**WHAT YOU WILL DO**
Print, in exact form, the lines below from the one containing "Category: boot tongue" through the one containing "Category: white snow surface", and omit all others.

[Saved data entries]
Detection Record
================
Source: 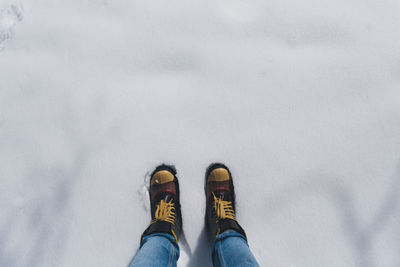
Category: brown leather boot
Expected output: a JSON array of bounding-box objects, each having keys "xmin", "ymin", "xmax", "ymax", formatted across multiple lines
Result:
[
  {"xmin": 141, "ymin": 164, "xmax": 182, "ymax": 242},
  {"xmin": 205, "ymin": 163, "xmax": 246, "ymax": 240}
]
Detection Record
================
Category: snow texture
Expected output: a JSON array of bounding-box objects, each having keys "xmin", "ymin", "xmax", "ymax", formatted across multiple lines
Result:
[{"xmin": 1, "ymin": 0, "xmax": 400, "ymax": 266}]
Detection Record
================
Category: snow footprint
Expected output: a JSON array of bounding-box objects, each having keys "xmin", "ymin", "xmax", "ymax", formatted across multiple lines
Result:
[
  {"xmin": 0, "ymin": 4, "xmax": 23, "ymax": 50},
  {"xmin": 138, "ymin": 171, "xmax": 151, "ymax": 212}
]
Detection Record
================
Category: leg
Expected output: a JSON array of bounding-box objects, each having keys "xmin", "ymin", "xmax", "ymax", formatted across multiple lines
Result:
[
  {"xmin": 129, "ymin": 233, "xmax": 179, "ymax": 267},
  {"xmin": 130, "ymin": 165, "xmax": 182, "ymax": 267},
  {"xmin": 204, "ymin": 163, "xmax": 259, "ymax": 267},
  {"xmin": 212, "ymin": 230, "xmax": 259, "ymax": 267}
]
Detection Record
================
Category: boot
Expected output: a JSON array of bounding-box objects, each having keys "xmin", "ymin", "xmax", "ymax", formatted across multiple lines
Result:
[
  {"xmin": 142, "ymin": 164, "xmax": 182, "ymax": 242},
  {"xmin": 205, "ymin": 163, "xmax": 246, "ymax": 240}
]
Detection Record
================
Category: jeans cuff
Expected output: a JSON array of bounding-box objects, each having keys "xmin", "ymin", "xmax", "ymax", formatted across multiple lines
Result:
[
  {"xmin": 141, "ymin": 233, "xmax": 178, "ymax": 248},
  {"xmin": 214, "ymin": 229, "xmax": 247, "ymax": 244}
]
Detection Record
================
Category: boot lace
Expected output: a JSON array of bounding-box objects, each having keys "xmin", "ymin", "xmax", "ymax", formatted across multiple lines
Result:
[
  {"xmin": 213, "ymin": 193, "xmax": 236, "ymax": 222},
  {"xmin": 151, "ymin": 199, "xmax": 176, "ymax": 225}
]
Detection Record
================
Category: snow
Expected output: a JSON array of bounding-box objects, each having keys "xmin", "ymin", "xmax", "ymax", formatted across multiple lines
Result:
[{"xmin": 1, "ymin": 0, "xmax": 400, "ymax": 266}]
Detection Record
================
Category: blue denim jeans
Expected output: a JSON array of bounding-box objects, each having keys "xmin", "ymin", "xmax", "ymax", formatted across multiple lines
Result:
[{"xmin": 129, "ymin": 230, "xmax": 259, "ymax": 267}]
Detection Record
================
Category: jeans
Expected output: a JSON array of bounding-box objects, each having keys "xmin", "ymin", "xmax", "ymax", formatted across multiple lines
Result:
[{"xmin": 129, "ymin": 230, "xmax": 259, "ymax": 267}]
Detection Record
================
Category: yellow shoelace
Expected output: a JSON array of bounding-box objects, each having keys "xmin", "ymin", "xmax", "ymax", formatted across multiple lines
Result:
[
  {"xmin": 213, "ymin": 193, "xmax": 236, "ymax": 222},
  {"xmin": 151, "ymin": 199, "xmax": 176, "ymax": 225}
]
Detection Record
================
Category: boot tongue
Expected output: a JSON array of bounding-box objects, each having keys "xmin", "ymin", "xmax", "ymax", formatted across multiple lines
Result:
[
  {"xmin": 213, "ymin": 189, "xmax": 232, "ymax": 202},
  {"xmin": 154, "ymin": 191, "xmax": 175, "ymax": 204}
]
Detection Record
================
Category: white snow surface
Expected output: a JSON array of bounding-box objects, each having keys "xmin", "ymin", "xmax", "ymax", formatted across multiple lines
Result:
[{"xmin": 1, "ymin": 0, "xmax": 400, "ymax": 266}]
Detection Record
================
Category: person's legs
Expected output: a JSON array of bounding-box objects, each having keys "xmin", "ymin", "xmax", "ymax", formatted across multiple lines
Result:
[
  {"xmin": 129, "ymin": 233, "xmax": 179, "ymax": 267},
  {"xmin": 129, "ymin": 165, "xmax": 182, "ymax": 267},
  {"xmin": 212, "ymin": 230, "xmax": 259, "ymax": 267},
  {"xmin": 205, "ymin": 163, "xmax": 259, "ymax": 267}
]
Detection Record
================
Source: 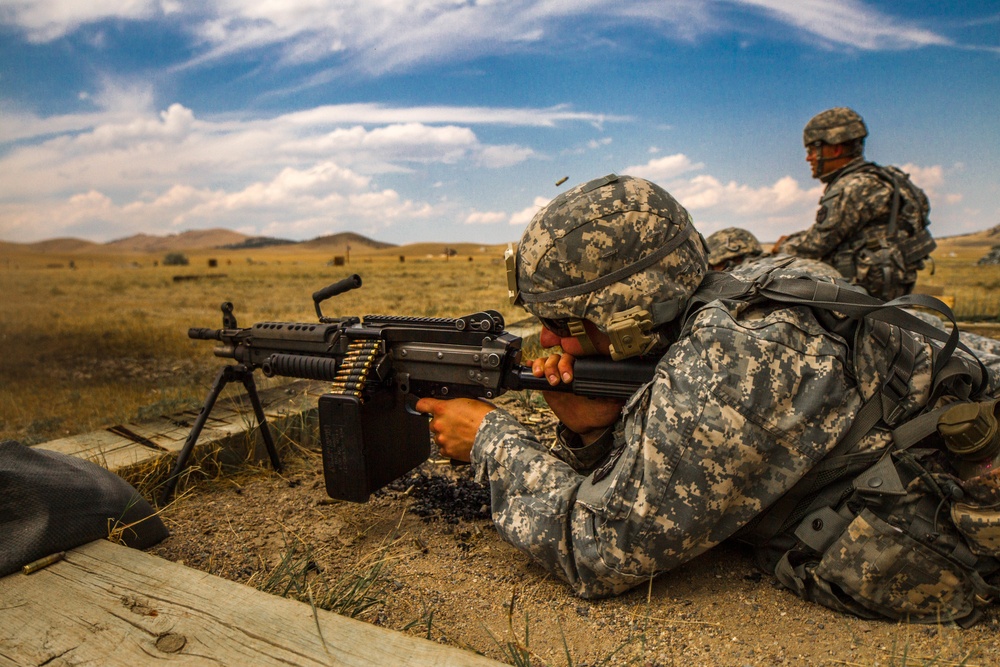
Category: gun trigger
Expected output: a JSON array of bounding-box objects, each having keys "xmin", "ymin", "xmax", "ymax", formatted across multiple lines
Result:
[{"xmin": 404, "ymin": 394, "xmax": 422, "ymax": 416}]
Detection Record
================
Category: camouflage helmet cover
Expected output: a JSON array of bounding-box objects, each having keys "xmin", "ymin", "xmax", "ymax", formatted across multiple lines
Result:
[
  {"xmin": 513, "ymin": 174, "xmax": 708, "ymax": 335},
  {"xmin": 706, "ymin": 227, "xmax": 762, "ymax": 267},
  {"xmin": 803, "ymin": 107, "xmax": 868, "ymax": 146}
]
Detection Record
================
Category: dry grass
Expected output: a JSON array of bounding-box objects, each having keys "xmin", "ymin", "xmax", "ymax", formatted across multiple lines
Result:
[
  {"xmin": 6, "ymin": 235, "xmax": 999, "ymax": 666},
  {"xmin": 3, "ymin": 233, "xmax": 1000, "ymax": 445},
  {"xmin": 0, "ymin": 244, "xmax": 516, "ymax": 444},
  {"xmin": 915, "ymin": 254, "xmax": 1000, "ymax": 321}
]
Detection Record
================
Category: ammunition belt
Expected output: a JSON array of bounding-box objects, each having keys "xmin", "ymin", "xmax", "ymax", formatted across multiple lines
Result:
[{"xmin": 330, "ymin": 339, "xmax": 382, "ymax": 400}]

**OUTPUT OF THE TASK**
Category: boot tongue
Expected output: a JSON array of bounding-box objects, each having keys "xmin", "ymin", "xmax", "ymax", formatted across multiple lines
Result:
[
  {"xmin": 213, "ymin": 189, "xmax": 232, "ymax": 202},
  {"xmin": 154, "ymin": 191, "xmax": 175, "ymax": 204}
]
Detection Record
================
Category: white snow surface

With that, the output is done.